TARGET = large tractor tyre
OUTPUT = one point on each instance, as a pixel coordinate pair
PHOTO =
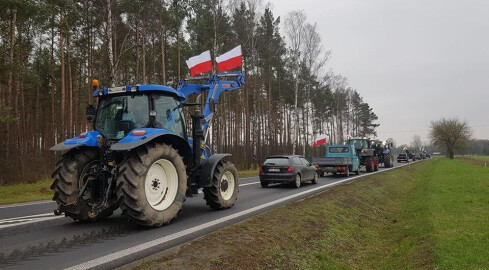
(316, 178)
(224, 190)
(151, 185)
(70, 175)
(369, 164)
++++++++++
--- AIM ---
Copy the rows above, replacing "tyre" with "tire" and changing nothing else. Leave the pictures out.

--- FINAL RESULT ---
TARGET = large tractor tire
OUTPUT = one point on each instance, as a pixel coordinate pair
PHOTO =
(316, 178)
(224, 190)
(151, 185)
(70, 175)
(369, 164)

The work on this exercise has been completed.